▶ **WHAT IS BEING ASKED**: Find every line in the data below that contains the word "shop", with case counting, and copy each of those lines.

Begin SUPPLIED DATA

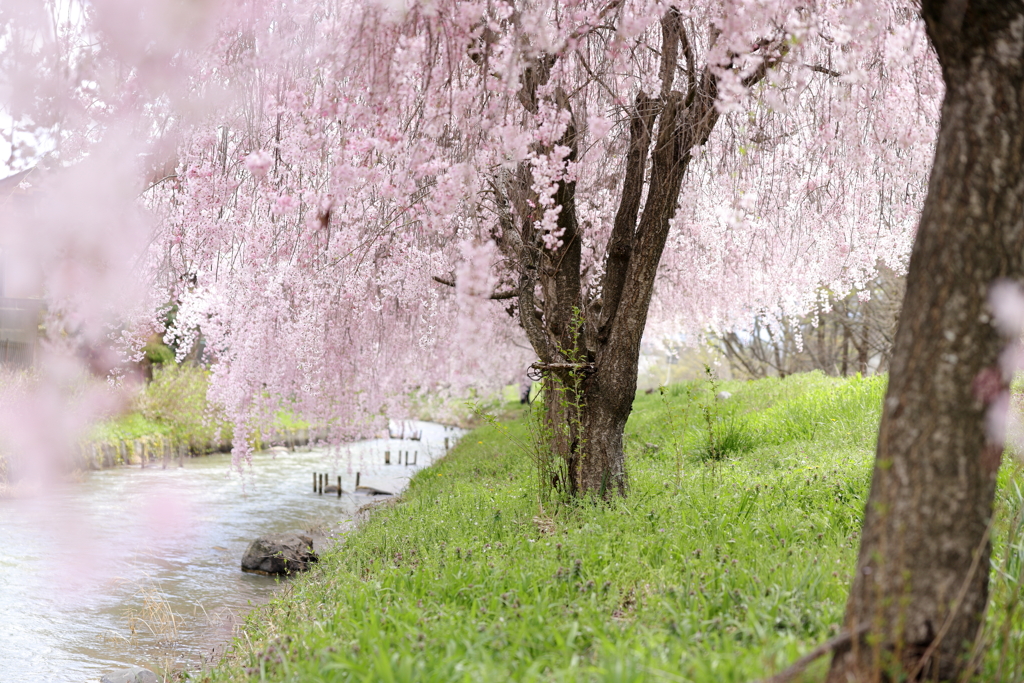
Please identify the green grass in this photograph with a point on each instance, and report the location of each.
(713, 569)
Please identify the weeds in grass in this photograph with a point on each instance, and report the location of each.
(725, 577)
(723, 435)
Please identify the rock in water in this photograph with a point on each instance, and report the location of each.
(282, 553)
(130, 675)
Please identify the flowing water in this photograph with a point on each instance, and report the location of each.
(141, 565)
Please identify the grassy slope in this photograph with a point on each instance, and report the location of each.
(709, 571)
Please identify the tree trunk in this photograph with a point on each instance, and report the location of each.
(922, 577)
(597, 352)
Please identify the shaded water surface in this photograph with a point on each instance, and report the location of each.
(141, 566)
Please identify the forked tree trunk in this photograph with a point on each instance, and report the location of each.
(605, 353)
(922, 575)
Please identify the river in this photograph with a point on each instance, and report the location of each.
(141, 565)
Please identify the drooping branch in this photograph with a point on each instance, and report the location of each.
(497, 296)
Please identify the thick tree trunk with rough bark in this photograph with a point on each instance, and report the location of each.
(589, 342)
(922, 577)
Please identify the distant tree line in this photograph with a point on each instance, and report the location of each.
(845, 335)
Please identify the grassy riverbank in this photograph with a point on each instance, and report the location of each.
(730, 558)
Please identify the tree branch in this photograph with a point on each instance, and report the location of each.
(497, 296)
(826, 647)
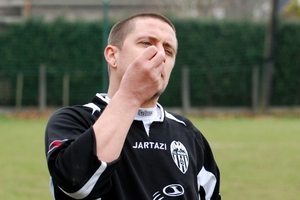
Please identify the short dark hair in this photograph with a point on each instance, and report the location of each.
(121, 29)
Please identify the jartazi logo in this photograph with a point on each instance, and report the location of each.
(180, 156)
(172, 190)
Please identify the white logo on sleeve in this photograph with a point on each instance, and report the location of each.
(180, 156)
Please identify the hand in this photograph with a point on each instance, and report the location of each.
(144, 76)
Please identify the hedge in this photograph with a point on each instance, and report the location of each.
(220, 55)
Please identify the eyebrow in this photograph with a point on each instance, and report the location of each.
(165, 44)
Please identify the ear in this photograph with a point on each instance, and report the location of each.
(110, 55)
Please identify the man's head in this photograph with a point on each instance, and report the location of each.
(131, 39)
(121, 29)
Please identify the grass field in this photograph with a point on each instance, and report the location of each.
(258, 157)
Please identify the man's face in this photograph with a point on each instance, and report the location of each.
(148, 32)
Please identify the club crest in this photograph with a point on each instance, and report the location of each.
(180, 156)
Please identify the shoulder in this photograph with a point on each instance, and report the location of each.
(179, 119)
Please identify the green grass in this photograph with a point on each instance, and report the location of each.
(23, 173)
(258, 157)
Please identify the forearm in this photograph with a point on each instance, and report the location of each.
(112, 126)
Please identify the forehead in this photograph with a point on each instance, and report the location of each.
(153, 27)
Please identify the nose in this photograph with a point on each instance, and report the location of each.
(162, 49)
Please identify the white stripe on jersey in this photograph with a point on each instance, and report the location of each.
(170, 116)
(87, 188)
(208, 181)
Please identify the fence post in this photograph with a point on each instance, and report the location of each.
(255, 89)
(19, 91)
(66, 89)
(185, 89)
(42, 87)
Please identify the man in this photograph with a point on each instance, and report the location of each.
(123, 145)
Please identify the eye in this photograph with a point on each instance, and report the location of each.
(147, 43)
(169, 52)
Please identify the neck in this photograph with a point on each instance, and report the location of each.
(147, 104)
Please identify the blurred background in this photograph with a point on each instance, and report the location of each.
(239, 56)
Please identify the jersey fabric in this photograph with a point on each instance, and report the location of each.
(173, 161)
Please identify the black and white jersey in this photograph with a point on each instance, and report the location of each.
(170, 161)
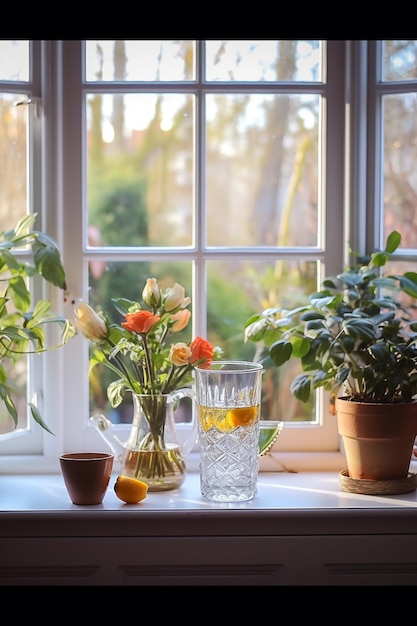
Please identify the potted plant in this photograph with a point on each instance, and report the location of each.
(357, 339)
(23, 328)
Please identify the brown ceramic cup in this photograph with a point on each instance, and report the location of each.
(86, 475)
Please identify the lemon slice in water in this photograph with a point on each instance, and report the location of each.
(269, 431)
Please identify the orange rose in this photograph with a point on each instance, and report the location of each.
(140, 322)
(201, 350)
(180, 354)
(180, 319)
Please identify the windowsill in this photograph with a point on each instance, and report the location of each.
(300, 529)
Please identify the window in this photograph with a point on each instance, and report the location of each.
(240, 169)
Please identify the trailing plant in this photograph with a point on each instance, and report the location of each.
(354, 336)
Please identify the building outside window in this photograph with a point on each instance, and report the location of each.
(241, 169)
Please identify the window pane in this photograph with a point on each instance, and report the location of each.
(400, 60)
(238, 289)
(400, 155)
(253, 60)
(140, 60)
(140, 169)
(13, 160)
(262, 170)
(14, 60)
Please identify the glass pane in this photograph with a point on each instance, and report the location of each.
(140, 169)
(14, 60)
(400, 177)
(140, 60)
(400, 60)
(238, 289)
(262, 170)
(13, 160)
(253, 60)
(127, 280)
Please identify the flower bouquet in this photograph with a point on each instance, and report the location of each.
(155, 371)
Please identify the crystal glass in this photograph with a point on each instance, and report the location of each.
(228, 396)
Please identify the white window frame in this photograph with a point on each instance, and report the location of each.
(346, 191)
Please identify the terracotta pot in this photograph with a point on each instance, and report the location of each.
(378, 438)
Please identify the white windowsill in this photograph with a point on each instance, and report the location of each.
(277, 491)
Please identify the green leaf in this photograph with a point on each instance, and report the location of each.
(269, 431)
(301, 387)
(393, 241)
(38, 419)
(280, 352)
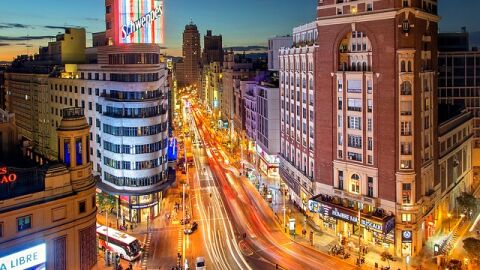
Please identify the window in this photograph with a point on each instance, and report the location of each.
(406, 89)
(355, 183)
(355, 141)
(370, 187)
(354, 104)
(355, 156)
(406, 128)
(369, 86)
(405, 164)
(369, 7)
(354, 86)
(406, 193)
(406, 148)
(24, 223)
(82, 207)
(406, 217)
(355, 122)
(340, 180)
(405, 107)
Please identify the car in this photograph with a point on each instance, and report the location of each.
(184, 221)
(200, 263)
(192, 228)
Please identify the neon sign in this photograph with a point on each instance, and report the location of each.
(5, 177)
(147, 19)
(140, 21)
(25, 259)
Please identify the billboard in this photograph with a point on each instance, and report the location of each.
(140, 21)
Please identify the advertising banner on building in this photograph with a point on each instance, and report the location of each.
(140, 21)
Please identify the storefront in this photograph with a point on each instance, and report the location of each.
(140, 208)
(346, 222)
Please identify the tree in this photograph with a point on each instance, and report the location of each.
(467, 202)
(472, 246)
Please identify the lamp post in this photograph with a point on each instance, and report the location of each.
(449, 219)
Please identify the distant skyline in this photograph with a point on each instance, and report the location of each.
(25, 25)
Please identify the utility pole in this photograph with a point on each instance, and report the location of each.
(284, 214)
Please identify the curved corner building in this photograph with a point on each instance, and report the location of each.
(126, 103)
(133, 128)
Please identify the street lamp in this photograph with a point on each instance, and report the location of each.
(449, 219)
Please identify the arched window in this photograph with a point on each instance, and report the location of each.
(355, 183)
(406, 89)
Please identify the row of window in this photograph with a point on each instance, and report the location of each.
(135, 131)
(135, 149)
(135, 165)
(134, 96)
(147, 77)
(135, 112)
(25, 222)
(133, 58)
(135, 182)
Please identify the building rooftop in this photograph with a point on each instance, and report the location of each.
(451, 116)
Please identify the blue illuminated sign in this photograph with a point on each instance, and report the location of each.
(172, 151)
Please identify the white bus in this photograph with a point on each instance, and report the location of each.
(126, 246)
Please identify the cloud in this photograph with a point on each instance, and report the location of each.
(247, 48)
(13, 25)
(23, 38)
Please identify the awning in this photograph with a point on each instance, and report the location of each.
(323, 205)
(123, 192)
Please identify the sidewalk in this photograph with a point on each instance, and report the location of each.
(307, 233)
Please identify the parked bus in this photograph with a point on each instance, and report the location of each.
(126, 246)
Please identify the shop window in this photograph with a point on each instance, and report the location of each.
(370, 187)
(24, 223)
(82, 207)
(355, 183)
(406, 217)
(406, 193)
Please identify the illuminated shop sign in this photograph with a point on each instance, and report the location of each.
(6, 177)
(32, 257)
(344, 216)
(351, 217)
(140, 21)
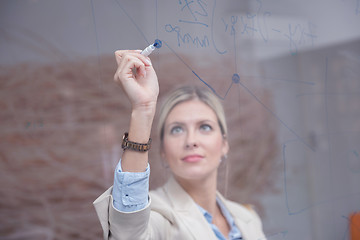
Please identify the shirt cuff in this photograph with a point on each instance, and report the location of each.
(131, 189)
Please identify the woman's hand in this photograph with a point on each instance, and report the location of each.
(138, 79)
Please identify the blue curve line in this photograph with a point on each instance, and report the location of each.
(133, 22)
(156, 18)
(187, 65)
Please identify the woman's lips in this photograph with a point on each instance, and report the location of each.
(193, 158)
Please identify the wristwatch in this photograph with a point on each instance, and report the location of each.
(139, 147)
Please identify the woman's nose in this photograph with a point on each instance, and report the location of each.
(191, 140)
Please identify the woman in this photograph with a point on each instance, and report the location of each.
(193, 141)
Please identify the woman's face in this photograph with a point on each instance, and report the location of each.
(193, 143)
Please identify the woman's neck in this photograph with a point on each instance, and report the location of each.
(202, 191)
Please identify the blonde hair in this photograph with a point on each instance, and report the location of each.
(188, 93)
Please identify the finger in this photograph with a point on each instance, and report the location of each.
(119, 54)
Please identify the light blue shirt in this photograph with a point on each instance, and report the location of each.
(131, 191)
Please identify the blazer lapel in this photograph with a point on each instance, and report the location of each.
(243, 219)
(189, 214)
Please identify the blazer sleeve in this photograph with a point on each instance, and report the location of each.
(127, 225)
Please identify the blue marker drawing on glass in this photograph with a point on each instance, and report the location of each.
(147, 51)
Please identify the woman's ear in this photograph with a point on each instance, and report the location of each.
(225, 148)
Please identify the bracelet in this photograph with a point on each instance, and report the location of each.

End SUPPLIED DATA
Begin SUPPLIED DATA

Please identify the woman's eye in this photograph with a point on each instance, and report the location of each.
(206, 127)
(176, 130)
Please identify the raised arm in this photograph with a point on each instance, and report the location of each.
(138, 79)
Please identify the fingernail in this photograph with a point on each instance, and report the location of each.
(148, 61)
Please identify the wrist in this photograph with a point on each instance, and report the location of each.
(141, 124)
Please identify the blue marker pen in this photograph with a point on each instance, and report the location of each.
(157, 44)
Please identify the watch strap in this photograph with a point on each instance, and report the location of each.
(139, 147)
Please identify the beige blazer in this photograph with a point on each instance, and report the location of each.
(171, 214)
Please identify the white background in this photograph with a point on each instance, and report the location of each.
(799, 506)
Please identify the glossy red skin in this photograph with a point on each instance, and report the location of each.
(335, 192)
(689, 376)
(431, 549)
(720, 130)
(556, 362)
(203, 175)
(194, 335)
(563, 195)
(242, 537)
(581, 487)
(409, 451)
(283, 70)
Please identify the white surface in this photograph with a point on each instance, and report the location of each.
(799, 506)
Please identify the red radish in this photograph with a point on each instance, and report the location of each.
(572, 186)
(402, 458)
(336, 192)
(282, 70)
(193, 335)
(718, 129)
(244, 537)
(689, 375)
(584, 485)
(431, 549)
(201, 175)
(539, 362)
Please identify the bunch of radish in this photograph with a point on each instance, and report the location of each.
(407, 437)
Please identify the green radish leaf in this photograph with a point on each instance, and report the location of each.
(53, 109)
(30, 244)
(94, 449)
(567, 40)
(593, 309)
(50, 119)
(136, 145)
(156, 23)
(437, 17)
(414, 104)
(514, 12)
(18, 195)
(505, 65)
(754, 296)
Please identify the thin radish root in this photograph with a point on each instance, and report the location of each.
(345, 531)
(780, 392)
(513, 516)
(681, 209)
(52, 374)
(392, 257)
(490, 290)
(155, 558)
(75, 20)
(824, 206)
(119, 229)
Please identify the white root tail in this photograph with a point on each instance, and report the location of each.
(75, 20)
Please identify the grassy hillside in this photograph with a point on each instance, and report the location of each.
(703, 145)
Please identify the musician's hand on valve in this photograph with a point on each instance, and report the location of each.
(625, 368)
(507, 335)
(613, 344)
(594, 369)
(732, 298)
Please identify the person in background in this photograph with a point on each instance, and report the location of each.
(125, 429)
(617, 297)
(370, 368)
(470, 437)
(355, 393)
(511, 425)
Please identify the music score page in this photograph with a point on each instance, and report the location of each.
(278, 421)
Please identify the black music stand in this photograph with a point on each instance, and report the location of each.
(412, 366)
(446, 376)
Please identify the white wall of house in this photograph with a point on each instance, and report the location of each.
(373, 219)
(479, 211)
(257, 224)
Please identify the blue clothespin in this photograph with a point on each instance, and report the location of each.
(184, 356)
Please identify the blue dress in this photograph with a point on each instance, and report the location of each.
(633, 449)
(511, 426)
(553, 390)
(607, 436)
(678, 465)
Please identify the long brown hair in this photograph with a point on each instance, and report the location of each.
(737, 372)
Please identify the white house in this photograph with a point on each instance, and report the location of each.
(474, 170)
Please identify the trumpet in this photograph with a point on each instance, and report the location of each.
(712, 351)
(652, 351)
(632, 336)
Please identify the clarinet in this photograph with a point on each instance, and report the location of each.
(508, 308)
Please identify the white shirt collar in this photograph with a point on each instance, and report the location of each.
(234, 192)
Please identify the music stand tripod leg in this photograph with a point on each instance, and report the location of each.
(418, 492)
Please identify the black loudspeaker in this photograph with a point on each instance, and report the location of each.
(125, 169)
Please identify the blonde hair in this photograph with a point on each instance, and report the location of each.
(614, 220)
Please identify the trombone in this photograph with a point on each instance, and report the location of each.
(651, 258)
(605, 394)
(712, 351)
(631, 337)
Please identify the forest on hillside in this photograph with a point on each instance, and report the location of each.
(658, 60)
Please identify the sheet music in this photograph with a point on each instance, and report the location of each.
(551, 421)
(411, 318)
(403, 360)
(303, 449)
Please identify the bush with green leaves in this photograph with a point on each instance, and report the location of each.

End SUPPLIED DATA

▶ **IN RESPONSE**:
Please identify the shop window in this photograph with a point on each instance, and report the location of each.
Please identify the illuminated shop sign in this photograph with a point on each instance, and report the location of each.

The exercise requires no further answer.